-------- INPUT ROWS

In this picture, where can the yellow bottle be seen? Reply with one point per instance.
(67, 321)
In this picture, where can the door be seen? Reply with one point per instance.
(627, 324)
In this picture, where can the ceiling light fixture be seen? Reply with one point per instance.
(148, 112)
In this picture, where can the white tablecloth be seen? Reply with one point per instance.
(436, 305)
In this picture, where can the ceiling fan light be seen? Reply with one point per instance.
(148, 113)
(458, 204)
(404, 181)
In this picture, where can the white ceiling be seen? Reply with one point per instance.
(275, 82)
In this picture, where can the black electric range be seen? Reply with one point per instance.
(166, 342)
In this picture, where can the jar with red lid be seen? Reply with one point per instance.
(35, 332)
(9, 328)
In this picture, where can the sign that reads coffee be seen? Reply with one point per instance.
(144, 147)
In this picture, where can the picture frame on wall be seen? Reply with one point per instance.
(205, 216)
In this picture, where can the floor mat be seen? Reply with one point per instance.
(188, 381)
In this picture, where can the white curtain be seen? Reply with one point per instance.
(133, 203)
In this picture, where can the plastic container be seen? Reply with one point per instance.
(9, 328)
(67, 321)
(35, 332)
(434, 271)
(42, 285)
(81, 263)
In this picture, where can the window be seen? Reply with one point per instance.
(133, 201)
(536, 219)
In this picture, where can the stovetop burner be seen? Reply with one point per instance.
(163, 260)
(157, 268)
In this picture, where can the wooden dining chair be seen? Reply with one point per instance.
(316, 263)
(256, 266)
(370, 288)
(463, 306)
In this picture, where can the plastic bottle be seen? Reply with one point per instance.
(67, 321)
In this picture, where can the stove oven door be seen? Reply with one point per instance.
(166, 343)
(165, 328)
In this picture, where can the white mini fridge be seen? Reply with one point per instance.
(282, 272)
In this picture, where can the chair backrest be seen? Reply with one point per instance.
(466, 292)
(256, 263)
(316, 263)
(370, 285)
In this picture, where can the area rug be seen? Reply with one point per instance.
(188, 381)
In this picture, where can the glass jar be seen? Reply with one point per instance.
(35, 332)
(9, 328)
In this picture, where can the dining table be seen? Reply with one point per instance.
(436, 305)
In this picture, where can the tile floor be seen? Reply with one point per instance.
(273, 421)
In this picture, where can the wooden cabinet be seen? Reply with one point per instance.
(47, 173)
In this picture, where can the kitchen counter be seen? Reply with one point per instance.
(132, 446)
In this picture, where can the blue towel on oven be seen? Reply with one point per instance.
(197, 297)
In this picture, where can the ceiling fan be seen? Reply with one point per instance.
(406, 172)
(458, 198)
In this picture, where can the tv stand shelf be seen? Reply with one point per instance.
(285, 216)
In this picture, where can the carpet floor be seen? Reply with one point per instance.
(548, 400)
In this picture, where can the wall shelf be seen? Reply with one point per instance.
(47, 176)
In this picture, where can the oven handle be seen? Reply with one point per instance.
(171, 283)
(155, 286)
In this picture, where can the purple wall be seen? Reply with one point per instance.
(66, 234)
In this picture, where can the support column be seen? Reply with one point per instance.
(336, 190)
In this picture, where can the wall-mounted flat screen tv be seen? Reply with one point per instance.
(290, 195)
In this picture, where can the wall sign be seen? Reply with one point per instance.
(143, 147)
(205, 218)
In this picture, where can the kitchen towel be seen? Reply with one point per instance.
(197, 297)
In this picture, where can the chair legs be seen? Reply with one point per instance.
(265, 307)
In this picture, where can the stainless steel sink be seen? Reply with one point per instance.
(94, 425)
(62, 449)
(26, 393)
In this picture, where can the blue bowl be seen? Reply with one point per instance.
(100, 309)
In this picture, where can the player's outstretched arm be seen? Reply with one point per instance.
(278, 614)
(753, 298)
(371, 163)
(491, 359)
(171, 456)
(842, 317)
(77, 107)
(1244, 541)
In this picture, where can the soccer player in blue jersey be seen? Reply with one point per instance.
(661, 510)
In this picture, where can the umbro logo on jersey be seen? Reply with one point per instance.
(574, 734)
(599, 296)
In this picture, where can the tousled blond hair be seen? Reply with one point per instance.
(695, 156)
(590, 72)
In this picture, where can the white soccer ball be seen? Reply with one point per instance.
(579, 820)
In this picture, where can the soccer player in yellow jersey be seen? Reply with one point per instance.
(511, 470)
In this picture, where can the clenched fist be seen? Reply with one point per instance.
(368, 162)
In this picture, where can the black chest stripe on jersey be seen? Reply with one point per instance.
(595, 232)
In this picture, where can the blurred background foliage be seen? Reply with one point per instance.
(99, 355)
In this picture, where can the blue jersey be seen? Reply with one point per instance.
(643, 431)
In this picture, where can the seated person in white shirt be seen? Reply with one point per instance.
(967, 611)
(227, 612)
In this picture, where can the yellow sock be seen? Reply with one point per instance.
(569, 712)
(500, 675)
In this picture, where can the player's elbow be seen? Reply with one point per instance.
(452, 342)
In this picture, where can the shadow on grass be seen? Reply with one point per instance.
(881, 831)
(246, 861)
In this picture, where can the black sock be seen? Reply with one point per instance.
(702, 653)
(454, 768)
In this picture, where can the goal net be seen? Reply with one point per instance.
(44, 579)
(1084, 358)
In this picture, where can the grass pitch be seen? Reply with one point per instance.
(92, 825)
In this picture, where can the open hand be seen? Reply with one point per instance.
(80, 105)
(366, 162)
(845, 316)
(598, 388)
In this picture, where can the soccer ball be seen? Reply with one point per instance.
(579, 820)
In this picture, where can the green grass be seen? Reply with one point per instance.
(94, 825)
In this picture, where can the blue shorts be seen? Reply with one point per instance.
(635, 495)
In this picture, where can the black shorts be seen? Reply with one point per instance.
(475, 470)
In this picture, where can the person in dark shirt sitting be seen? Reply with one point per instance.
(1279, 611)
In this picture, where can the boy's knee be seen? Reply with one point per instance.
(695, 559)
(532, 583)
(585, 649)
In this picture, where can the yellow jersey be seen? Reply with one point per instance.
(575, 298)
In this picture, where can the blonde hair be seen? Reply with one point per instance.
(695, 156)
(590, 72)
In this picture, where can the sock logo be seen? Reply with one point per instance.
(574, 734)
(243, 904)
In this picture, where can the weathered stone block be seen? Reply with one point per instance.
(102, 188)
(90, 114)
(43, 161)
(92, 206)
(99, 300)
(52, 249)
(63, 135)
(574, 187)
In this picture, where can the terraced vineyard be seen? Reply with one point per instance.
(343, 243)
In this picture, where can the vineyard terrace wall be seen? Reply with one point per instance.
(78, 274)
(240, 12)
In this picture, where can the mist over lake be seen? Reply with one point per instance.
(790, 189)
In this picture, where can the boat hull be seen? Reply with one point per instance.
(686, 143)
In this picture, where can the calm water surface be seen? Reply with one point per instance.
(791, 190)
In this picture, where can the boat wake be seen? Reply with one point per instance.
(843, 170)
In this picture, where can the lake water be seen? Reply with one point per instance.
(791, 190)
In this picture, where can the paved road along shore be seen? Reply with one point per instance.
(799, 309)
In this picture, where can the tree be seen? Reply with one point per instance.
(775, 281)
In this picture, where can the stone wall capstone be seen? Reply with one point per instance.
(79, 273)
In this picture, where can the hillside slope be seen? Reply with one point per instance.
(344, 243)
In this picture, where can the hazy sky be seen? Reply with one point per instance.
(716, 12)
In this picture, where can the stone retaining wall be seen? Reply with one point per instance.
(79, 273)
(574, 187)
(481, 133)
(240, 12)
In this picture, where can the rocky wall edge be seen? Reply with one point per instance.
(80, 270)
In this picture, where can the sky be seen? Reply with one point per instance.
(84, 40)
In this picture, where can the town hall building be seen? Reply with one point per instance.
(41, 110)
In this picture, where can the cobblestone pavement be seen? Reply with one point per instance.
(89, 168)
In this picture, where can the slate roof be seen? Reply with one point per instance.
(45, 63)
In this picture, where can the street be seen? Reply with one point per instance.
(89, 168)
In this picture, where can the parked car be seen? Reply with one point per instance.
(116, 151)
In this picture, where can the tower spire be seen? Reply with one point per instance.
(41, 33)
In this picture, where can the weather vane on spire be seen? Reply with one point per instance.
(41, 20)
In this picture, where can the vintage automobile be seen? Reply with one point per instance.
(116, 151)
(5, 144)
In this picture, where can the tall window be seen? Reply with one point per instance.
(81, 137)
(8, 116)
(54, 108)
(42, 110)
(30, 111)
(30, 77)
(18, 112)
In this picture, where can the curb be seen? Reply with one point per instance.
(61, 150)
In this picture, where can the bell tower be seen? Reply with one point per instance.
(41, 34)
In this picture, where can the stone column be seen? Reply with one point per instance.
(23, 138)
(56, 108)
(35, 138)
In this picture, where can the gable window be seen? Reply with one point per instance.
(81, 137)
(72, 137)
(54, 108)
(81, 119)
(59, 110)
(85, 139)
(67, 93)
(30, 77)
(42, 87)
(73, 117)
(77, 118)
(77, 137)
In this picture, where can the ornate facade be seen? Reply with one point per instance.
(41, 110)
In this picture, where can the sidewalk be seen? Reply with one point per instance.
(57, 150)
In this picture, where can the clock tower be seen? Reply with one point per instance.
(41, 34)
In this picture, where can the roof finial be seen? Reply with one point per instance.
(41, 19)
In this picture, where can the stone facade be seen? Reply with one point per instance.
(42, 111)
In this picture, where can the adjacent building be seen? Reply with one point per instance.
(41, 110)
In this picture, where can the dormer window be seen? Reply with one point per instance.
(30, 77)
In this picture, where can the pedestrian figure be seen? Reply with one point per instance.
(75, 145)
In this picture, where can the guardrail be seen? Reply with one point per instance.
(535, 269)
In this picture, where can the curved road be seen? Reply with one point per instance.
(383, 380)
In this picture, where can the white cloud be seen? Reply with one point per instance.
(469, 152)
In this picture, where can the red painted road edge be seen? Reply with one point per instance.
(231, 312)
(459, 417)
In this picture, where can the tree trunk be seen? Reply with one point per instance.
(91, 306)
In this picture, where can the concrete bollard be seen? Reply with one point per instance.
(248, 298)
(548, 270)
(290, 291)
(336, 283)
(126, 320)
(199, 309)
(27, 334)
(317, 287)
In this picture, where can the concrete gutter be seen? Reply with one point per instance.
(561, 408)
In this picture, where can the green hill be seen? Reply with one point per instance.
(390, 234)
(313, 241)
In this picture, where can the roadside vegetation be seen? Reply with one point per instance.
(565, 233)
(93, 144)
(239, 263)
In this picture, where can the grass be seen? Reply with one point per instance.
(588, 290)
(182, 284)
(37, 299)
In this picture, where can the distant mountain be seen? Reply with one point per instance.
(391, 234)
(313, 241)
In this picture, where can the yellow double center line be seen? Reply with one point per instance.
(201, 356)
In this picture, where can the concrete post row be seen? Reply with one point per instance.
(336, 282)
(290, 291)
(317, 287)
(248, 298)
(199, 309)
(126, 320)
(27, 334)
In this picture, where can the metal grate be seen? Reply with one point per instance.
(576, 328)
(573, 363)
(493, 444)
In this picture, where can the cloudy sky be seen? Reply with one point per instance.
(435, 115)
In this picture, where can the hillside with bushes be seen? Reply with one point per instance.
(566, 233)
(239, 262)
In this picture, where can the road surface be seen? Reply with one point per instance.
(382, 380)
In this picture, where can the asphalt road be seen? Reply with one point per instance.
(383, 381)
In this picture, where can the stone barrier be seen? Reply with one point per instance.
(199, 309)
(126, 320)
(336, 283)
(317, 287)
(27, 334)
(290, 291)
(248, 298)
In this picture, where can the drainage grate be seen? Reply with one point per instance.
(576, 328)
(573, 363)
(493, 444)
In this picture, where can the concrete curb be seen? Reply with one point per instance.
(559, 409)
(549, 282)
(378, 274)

----------------

_SET EXERCISE_
Every line from the one containing "In this picture, where can the metal" through the end of the entries above must be echoed exactly, with both ends kept.

_SOLUTION FOR THIS TASK_
In this picture, where can the metal grate be seen? Reply with one point per instance.
(576, 328)
(573, 363)
(493, 444)
In this picture, where can the cloudy sky be seen? Reply with one point per instance.
(435, 115)
In this picture, where can the hillside with bushes be seen? Reply with one point per instance.
(566, 233)
(239, 262)
In this picture, where can the road surface be seen? Reply with one point per instance.
(382, 380)
In this picture, where can the asphalt road be seen? Reply with one point per instance.
(383, 381)
In this picture, where can the stone barrier be seen? Reply with one point per instance.
(199, 309)
(126, 320)
(336, 283)
(317, 287)
(27, 334)
(290, 291)
(248, 298)
In this picture, where can the drainage grate be seen? Reply with one point per instance.
(576, 328)
(573, 363)
(493, 444)
In this picture, where can the concrete curb be seen? Reply with one point per instance.
(559, 409)
(549, 282)
(378, 274)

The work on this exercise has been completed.